Could you carry the advice thread below, about a college student attacked at his desk by a fraternity acquaintance, further from its last sentence?

◆ Extracted text:
- - - -

Anonymous asked this question on 3/31/2000:
My son was in his home studying at his desk (junior in college) when the front door burst open and another student (known to him from fraternity) ran in and started beating him. He ran out when he realized there was a girl sitting at the next desk screaming. He went outside and slashed the tires on my son's car. My husband and I called this boy's father who said he would talk with his son and said he would assure us this would never happen again. I called this boy(age 21) who admitted he was wrong, mishandled his anger, didn't offer to apologize or talk things over and refused to see a therapist. I called the father and told him he had two choices: His son would see a therapist of our choice and follow a prescribed treatment plan or I would be going to the District Attorney to file charges. (The father responded that I was being unreasonable and that "boys will be boys"). I don't know if this kid is more than a product of poor parenting skills, no ability to handle his anger, and in denial about his drug and alcohol abuse which I believe contributed to his irrationality. The father agreed to talk it over with his son, but told me I was blowing it up out of proportion. I want to know if this kid is more than a hothead and has a mentally unbalanced state that could lead to further attacks.
jellygator gave this response on 3/31/2000:
I admire your courage and think you are doing exactly the right thing. Violence is so prevalent in our society, and so is codependency. Many parents feel if their kids do something wrong, it attests to their failures as parents. (There's a grain of truth to this, but it isn't always the case.)

- - - -

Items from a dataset
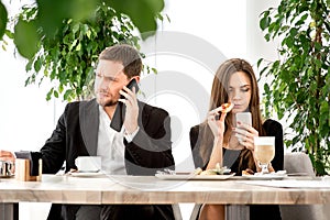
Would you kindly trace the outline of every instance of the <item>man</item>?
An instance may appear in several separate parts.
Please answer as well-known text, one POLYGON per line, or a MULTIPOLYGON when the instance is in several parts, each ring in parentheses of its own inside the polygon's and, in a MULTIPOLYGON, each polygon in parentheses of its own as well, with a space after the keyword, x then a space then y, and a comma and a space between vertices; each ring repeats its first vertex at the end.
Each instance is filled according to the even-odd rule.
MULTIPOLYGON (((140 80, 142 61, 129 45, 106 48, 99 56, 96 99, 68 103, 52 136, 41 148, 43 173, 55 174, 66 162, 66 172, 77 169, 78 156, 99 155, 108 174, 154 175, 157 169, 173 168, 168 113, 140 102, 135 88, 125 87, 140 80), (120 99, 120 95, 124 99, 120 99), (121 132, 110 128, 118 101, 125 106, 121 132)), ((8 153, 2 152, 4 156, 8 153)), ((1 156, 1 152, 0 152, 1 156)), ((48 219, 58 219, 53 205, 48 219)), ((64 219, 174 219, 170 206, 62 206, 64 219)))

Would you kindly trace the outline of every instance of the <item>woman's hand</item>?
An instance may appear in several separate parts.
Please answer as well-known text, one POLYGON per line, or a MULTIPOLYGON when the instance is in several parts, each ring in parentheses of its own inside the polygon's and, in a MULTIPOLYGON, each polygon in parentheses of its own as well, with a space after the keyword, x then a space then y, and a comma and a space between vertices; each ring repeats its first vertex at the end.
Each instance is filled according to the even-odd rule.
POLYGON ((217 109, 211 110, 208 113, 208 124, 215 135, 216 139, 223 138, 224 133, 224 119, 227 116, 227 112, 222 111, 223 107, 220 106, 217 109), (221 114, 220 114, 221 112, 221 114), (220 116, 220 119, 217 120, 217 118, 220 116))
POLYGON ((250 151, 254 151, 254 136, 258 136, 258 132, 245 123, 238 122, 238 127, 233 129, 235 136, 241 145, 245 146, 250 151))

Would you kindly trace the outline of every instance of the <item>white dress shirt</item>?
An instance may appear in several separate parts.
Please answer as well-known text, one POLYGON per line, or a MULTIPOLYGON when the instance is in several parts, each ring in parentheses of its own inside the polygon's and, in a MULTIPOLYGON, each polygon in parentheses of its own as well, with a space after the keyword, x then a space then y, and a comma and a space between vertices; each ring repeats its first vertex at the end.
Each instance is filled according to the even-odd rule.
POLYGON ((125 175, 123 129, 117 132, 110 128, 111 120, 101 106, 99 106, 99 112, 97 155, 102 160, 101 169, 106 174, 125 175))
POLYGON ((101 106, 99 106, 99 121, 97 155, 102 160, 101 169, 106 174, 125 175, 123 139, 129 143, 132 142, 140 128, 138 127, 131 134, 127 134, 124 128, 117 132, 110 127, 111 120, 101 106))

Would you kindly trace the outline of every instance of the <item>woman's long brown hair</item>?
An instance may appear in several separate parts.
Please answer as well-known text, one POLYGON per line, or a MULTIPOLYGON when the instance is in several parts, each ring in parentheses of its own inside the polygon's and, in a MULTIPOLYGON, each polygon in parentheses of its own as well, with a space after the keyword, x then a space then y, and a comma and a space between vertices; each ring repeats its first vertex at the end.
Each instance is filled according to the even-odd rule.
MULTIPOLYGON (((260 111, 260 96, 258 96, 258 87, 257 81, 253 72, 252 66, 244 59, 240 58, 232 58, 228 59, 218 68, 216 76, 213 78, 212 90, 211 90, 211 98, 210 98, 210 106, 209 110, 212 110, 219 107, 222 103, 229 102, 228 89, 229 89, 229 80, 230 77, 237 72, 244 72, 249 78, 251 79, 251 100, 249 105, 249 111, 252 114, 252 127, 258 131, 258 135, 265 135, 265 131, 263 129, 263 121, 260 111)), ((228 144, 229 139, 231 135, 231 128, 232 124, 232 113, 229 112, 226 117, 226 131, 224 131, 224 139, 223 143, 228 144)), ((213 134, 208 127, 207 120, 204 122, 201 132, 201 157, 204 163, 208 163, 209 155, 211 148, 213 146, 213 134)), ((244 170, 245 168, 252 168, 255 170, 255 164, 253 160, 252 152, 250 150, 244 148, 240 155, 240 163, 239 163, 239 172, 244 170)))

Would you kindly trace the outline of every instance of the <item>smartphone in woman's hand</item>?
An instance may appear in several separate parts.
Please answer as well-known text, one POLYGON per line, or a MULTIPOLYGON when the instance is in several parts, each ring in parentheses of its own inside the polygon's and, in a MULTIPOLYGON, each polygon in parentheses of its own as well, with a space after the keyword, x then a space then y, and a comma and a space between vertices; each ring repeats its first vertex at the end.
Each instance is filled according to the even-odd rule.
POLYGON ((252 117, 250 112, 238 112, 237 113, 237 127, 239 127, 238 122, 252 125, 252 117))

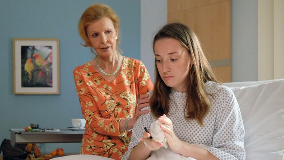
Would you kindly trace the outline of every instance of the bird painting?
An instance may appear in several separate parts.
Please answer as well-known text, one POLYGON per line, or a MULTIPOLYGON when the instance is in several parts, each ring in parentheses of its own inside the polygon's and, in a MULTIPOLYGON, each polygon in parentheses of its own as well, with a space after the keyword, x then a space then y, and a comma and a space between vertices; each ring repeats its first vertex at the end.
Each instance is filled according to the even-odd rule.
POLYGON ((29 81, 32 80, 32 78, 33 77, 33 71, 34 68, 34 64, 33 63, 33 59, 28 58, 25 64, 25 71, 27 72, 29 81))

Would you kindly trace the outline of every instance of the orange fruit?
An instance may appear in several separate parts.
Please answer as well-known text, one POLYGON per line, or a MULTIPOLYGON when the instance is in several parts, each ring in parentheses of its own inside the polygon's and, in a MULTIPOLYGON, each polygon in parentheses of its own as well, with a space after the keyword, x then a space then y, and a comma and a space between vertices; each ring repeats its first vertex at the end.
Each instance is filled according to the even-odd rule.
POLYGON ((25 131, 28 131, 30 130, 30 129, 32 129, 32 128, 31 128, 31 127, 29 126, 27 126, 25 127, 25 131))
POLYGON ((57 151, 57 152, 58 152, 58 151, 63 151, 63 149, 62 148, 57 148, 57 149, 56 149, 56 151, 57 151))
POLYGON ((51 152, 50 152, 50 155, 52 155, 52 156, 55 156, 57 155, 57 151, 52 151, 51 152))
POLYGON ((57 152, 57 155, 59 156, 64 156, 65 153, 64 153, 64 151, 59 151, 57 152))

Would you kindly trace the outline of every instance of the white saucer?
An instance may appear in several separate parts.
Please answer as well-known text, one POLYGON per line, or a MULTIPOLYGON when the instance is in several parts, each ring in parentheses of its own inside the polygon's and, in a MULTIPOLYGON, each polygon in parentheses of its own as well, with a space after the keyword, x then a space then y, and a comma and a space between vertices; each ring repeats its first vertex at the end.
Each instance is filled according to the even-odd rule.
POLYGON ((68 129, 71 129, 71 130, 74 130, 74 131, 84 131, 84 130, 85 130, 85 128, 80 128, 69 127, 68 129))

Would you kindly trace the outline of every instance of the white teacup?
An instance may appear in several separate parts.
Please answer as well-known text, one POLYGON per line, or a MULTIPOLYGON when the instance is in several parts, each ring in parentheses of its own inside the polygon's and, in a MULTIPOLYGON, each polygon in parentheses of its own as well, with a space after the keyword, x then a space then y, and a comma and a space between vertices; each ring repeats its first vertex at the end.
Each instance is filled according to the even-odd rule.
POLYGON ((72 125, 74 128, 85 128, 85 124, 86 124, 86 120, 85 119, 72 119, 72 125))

- - - -

◆ Output of the task:
It sounds like the boy is not used to taking full responsibility for his actions and that he figures that as long as he says "I'm sorry" then everything is okay. That indicates to me that he will not have any reason to refrain from future violence as long as he can gloss over it with a few simple words.
I would insist on both counseling and that he pay for the tires and any doctor bills (if there are any). If he failed to do this, I would absolutely file charges. In many states, the courts now require anyone convicted (sometimes simply charged with) a violent offense to complete non-violence education at a minimum.
Give a 1-week deadline for the boy to make his decision and require that he have his first session within thirty days. (Contact the prosecuting attorney to make sure that if he takes you up on it and then drops out that it will not prevent you from filing charges!)
Again, I admire your willingness to take a stand in the face of insulting behavior on the part of the father & son. Too bad more people didn't have this kind of common sense and courage. The world might be a safer place if they did...
The average rating for this answer is 4.
Anonymous rated this answer a 4.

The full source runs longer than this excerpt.